··· Kaynak metin

Da Vinci'nin bu deprem felaketinden oldukça etkilendiği açıktır.
Felaket sahnesi zihnine kazınmış, daha sonra çizdiği pek çok
tabloda Da Vinci bu tabloyu zemin olarak kullanmıştır. Mona
Lisa'nın mesaj yüklü olduğu iddia edilen arka fonu muhtemelen
Erzincan'da gördüğü deprem, çığ, suların yükselmesi ve insanların
kaçışması sahnesidir. Leonardo'nun bu tecrübesini bilmeyen veya
kabullenmeyen sanat eleştirmenleri uzun yıllar Mona Lisa'nın arka
planı hakkında teoriler geliştirmeye çalışmış, bunu yaparken
psikoanalizden Floransa doğasına karşı düşmanca bir bakışın gerçeği
büktüğüne kadar zorlama açıklamalara başvurmuşlardır.
Da Vinci'nin kafası ve sanat gözü deprem sahnesinden etkilenmekle
birlikte kalbi de nasipsiz kalmamıştır. Devâdâr'a göndermek üzere
hazırlayacağı raporun bir taslağı şeklinde yazdığı başlıklar Da
Vinci'nin imanını sorguladığını ve 'yeni bir peygamber'den
bahsettiğini göstermektedir. Jean Paul Richter, Da Vinci'nin
bahsettiği yeni peygamberin Hazreti Muhammed Aleyhisselam olduğunu,
dolayısıyla Leonardo'nun bir şekilde İslam inancını benimsemiş
olabileceğini iddia eder.
MÜSLÜMAN MI, YAHUDİ Mİ, YOKSA AMADEAN MI?
Paul Richter, Da Vinci'nin 'deprem raporu'nun bölümlerine 'hamdele
ve imanın tasdiki' bölümüyle başlamasını ve daha sonra bu yıkımdan
haber veren bir peygamberden bahseden bir bölüm öngörmesini onun
Müslüman olmayı seçtiğinin emaresi olarak zikrediyor. Richter daha
ileriye gidip bu peygamberin depremle alakalı verdiği haberlerden
kastın Kur'an'daki Zilzal Suresi olduğunu da iddia ediyor. Çoğu
araştırmacı Richter'in bu açıklamasını Da Vinci'nin kendisinin
ifadeleriyle karıştırıp Floransalı ressamın Kur'an'a atıfta
bulunduğunu kaydetse de bu yanlıştır. Da Vinci sadece 'yeni bir
peygamberin çıkışını ve bu felaketten bahsedişini' zikreder ki
muhtemelen civar halktan duyduğu kıyamet alameti hadisler bu durumu
daha iyi açıklar. Fırat'ın suyunun kesilmesi ve doğudan çıkacak bir
ateş hakkındaki hadisler Da Vinci'nin anlattığı deprem ve felaket
manzaralarını daha bir andırır.

······
··· Gösterilen veriler

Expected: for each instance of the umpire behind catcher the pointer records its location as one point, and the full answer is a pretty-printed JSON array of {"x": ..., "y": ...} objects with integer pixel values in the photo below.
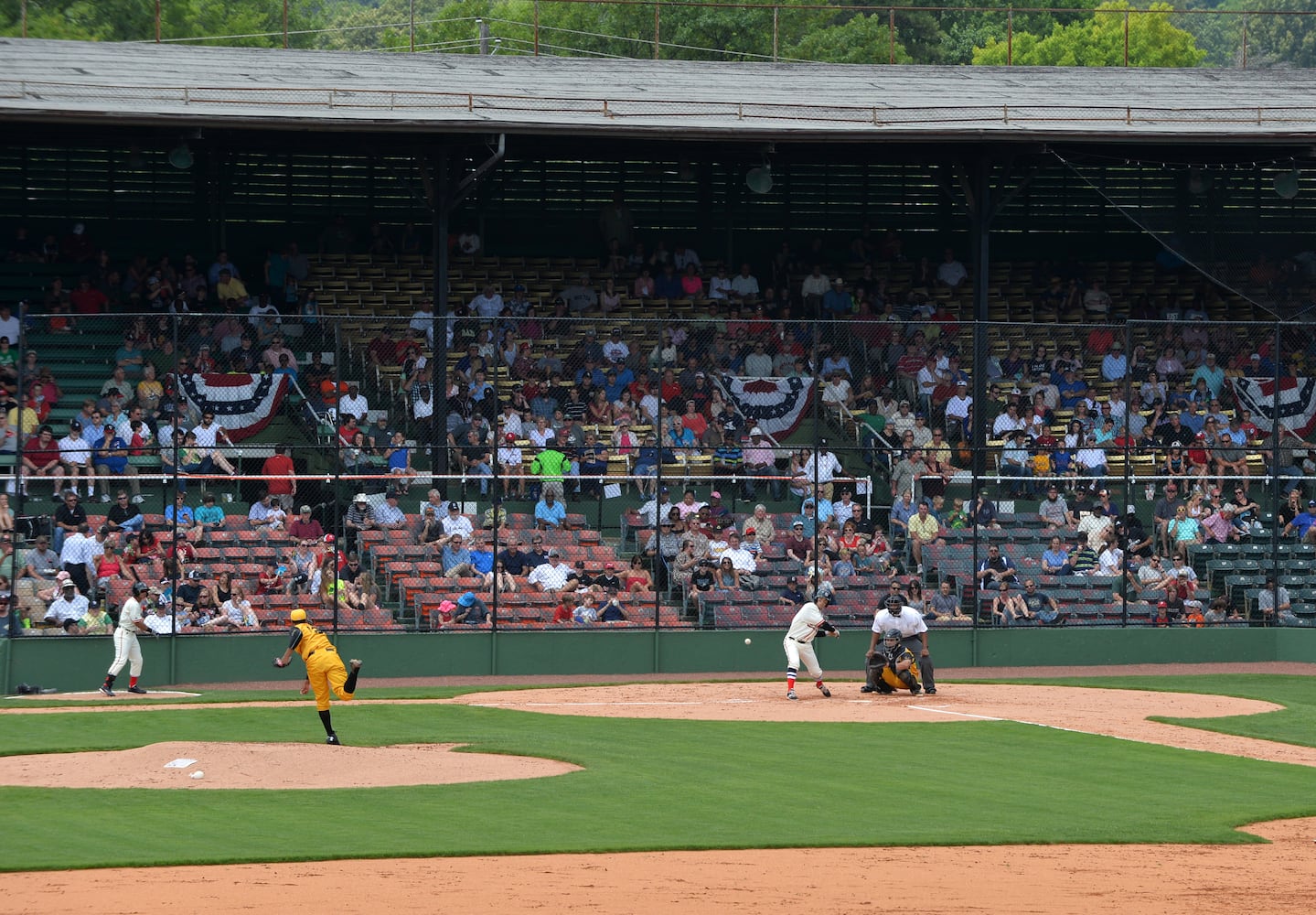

······

Da Vinci ve deprem üzerine olan metindeki "Paul Richter, Da Vinci'nin 'deprem" ile "daha bir andırır." arasındaki bölümü, bu iki ifade de dahil, hiç değiştirmeden yazın. Bu verilere ihtiyaç yoktur.

**Yanıt:**
Paul Richter, Da Vinci'nin 'deprem raporu'nun bölümlerine 'hamdele
ve imanın tasdiki' bölümüyle başlamasını ve daha sonra bu yıkımdan
haber veren bir peygamberden bahseden bir bölüm öngörmesini onun
Müslüman olmayı seçtiğinin emaresi olarak zikrediyor. Richter daha
ileriye gidip bu peygamberin depremle alakalı verdiği haberlerden
kastın Kur'an'daki Zilzal Suresi olduğunu da iddia ediyor. Çoğu
araştırmacı Richter'in bu açıklamasını Da Vinci'nin kendisinin
ifadeleriyle karıştırıp Floransalı ressamın Kur'an'a atıfta
bulunduğunu kaydetse de bu yanlıştır. Da Vinci sadece 'yeni bir
peygamberin çıkışını ve bu felaketten bahsedişini' zikreder ki
muhtemelen civar halktan duyduğu kıyamet alameti hadisler bu durumu
daha iyi açıklar. Fırat'ın suyunun kesilmesi ve doğudan çıkacak bir
ateş hakkındaki hadisler Da Vinci'nin anlattığı deprem ve felaket
manzaralarını daha bir andırır.